- [Consigne]:
Reproduisez à l'identique toutes les lignes ci-dessous, en omettant les images.

■ ■ ■ ■ ■ ■ ■

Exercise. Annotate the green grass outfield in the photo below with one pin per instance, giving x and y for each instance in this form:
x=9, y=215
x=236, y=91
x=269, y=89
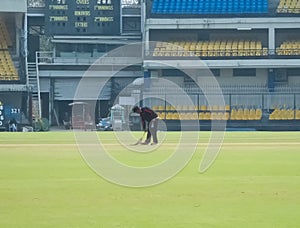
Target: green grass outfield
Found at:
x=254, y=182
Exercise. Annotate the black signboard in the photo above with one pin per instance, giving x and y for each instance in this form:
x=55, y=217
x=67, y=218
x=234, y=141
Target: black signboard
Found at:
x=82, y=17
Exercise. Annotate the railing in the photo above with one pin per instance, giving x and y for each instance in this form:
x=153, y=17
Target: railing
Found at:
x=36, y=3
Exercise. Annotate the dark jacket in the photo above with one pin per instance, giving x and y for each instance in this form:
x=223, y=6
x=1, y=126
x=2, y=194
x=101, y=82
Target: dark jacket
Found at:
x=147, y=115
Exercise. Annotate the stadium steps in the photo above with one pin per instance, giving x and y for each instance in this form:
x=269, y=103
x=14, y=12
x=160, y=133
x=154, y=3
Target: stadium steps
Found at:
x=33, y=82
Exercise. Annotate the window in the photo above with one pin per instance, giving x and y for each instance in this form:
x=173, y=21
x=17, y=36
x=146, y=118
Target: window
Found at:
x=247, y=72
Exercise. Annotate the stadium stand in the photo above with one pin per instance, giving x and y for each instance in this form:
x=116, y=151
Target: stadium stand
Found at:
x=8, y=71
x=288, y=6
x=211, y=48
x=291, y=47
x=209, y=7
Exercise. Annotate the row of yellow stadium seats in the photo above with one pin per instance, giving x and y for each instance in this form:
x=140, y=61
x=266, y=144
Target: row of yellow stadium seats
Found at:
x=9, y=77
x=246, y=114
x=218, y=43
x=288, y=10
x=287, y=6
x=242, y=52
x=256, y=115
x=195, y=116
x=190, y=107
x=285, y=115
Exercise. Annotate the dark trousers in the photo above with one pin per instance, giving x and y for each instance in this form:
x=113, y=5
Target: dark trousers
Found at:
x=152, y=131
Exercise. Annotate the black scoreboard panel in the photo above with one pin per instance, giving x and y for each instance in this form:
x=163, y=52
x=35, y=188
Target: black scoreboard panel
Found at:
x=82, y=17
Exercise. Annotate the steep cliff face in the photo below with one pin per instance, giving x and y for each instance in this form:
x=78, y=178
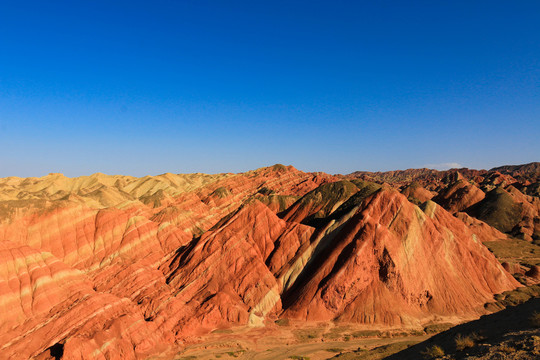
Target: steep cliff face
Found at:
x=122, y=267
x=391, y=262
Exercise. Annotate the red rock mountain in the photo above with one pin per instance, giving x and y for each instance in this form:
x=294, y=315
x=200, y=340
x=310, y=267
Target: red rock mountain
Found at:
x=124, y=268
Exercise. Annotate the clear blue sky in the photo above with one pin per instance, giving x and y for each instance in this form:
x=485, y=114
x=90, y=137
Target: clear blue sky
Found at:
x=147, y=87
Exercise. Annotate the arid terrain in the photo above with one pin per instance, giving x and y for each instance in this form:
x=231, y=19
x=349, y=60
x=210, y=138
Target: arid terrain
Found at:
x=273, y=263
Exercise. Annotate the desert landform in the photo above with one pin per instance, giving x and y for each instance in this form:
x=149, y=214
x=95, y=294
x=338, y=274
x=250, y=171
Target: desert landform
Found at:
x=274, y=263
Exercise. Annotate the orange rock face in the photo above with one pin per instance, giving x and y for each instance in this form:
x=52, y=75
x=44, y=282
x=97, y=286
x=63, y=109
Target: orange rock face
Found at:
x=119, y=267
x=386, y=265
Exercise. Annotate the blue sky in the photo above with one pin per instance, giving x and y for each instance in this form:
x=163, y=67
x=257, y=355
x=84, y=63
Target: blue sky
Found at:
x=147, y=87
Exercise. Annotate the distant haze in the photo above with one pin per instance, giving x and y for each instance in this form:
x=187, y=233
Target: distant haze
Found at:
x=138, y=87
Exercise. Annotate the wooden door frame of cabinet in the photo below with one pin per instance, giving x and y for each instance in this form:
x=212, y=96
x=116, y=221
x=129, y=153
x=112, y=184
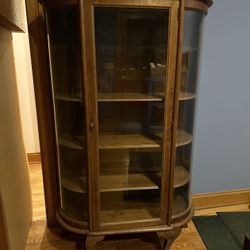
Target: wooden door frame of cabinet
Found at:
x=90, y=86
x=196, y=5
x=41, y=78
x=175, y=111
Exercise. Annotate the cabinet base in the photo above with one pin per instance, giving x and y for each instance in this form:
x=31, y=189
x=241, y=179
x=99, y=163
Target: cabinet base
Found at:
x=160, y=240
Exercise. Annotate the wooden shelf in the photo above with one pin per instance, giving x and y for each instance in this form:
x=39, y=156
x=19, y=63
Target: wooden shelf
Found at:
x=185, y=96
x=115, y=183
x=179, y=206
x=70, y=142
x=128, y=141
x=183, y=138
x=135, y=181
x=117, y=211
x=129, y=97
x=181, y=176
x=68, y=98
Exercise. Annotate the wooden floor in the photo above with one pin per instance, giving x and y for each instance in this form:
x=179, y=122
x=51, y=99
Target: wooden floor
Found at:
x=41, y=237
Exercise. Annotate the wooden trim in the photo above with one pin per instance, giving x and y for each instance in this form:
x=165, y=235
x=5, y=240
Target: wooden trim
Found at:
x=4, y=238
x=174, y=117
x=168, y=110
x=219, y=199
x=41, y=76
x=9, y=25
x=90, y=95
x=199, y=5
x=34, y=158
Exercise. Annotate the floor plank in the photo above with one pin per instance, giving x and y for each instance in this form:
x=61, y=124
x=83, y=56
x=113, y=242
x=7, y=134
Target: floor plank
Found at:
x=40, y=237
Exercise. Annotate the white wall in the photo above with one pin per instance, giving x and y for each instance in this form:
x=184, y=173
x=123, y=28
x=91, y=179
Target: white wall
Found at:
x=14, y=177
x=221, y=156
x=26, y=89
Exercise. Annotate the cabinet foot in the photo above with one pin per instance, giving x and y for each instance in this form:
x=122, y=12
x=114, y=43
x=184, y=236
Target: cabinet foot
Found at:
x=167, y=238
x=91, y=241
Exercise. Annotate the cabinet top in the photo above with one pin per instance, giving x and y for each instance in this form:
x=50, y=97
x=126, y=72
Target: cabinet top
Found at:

■ ■ ■ ■ ■ ■ ■

- [Bonne réponse]:
Exercise. Annotate the green grass outfield in the photo below with one pin per instance, giving x and y for each instance in this form:
x=9, y=215
x=236, y=91
x=269, y=89
Target: green grass outfield
Found at:
x=254, y=182
Exercise. Annotate the black signboard in the photo above with one pin per instance, giving x and y for each instance in this form:
x=55, y=217
x=67, y=218
x=234, y=141
Target: black signboard
Found at:
x=82, y=17
Exercise. Annotate the railing in the photo above with one pin per instance, giving x and y for each instance in this form:
x=153, y=17
Target: railing
Found at:
x=36, y=3
Exercise. Annotate the dark jacket in the photo above with one pin per instance, giving x and y for each instance in this form:
x=223, y=6
x=1, y=126
x=2, y=194
x=101, y=82
Target: dark jacket
Found at:
x=147, y=115
Exercise. Annotate the stadium steps in the photo above with one pin per instance, giving x and y for each instance in this form:
x=269, y=103
x=14, y=12
x=160, y=133
x=154, y=3
Target: stadium steps
Found at:
x=33, y=82
Exercise. Annotate the window in the photo above with one pin per instance, giving x and y for each instance in this form:
x=173, y=21
x=17, y=36
x=146, y=118
Target: window
Found at:
x=247, y=72
Exercise. Annotate the stadium stand in the photo above with one pin per instance, giving x and y for each instance in this form:
x=116, y=151
Target: stadium stand
Found at:
x=8, y=71
x=288, y=6
x=211, y=48
x=291, y=47
x=209, y=7
Exercise. Annotate the row of yellow stadium seats in the photo above with one pin per instance, giving x and y for each instance in this form:
x=140, y=61
x=266, y=144
Target: row of yellow stadium seats
Found at:
x=9, y=77
x=246, y=114
x=218, y=43
x=288, y=10
x=287, y=6
x=242, y=52
x=256, y=115
x=195, y=116
x=190, y=107
x=285, y=115
Exercise. Annotate the dark trousers in the photo above with one pin per instance, giving x and y for each instance in this form:
x=113, y=5
Target: dark trousers
Found at:
x=152, y=131
Exercise. Annotate the black scoreboard panel in the photo above with one pin per instance, giving x and y for each instance in this form:
x=163, y=52
x=35, y=188
Target: black scoreboard panel
Found at:
x=82, y=17
Exercise. Annotate the steep cliff face in the photo below with one pin per instance, giving x and y for each instance in this form:
x=78, y=178
Target: steep cliff face
Found at:
x=122, y=267
x=391, y=262
Exercise. Annotate the red rock mountain in the photo above with one pin per instance, giving x and y for each instance in this form:
x=294, y=315
x=200, y=340
x=310, y=267
Target: red rock mountain
Found at:
x=124, y=268
Exercise. Annotate the clear blue sky in the photo above with one pin per instance, giving x and y for each instance in this form:
x=485, y=114
x=90, y=137
Target: clear blue sky
Found at:
x=147, y=87
Exercise. Annotate the arid terrain in the photo above with one pin per instance, giving x and y for each instance in this form:
x=231, y=19
x=349, y=60
x=210, y=138
Target: arid terrain
Found at:
x=273, y=263
Exercise. Annotate the desert landform in the photo above with one pin per instance, giving x and y for each instance in this form:
x=149, y=214
x=95, y=294
x=338, y=274
x=250, y=171
Target: desert landform
Found at:
x=274, y=263
Exercise. Annotate the orange rock face in the photo above with one pin per instance, giving x and y for each instance in this form:
x=52, y=75
x=44, y=282
x=97, y=286
x=63, y=109
Target: orange rock face
Found at:
x=119, y=267
x=386, y=265
Exercise. Annotate the blue sky in the photo above with one pin per instance, giving x and y for each instance in this form:
x=163, y=67
x=257, y=355
x=84, y=63
Target: blue sky
Found at:
x=147, y=87
Exercise. Annotate the distant haze in the photo above with one pin per instance, giving x and y for each instance in this form:
x=187, y=233
Target: distant haze
Found at:
x=138, y=87
Exercise. Annotate the wooden door frame of cabinet in the photo below with one pin per instance, giving x and y for each instance in this form:
x=212, y=96
x=116, y=221
x=129, y=153
x=112, y=184
Target: wooden door frame of cabinet
Found at:
x=90, y=86
x=196, y=5
x=41, y=78
x=175, y=111
Exercise. Annotate the cabinet base in the photo above with one pin per instance, giving x and y for each instance in this form:
x=31, y=189
x=241, y=179
x=99, y=163
Target: cabinet base
Found at:
x=160, y=240
Exercise. Annotate the wooden shelf in the photo above with one pin per instance, giving x and y for each instance in this form:
x=39, y=156
x=19, y=63
Target: wooden shelf
Found at:
x=185, y=96
x=115, y=183
x=179, y=206
x=70, y=142
x=128, y=141
x=183, y=138
x=135, y=181
x=117, y=211
x=129, y=97
x=181, y=176
x=68, y=98
Exercise. Annotate the wooden floor in the photo above with one pin per instance, giving x and y for each instance in this form:
x=179, y=122
x=51, y=99
Target: wooden floor
Found at:
x=41, y=237
Exercise. Annotate the wooden trim in the photo above with one pin per instance, giving x and y for each instance in this form:
x=165, y=235
x=5, y=240
Target: wooden trim
Found at:
x=4, y=238
x=174, y=117
x=168, y=110
x=219, y=199
x=41, y=76
x=9, y=25
x=90, y=95
x=199, y=5
x=34, y=158
Exercise. Annotate the floor plank in the photo above with one pin per instance, giving x and y for each instance in this form:
x=61, y=124
x=83, y=56
x=113, y=242
x=7, y=134
Target: floor plank
Found at:
x=40, y=237
Exercise. Annotate the white wall in the photo above with one pin per instance, giving x and y for each instance in this form:
x=184, y=173
x=123, y=28
x=91, y=179
Target: white wall
Found at:
x=14, y=177
x=221, y=156
x=26, y=89
Exercise. Annotate the cabinet foot in the photo above with one pin per instance, giving x and y for each instance in this form:
x=122, y=12
x=114, y=43
x=184, y=236
Target: cabinet foot
Found at:
x=167, y=238
x=91, y=241
Exercise. Annotate the cabinet top in the photo above with one pin per instance, giving x and y for each instance in this form:
x=50, y=97
x=126, y=72
Target: cabinet top
Found at:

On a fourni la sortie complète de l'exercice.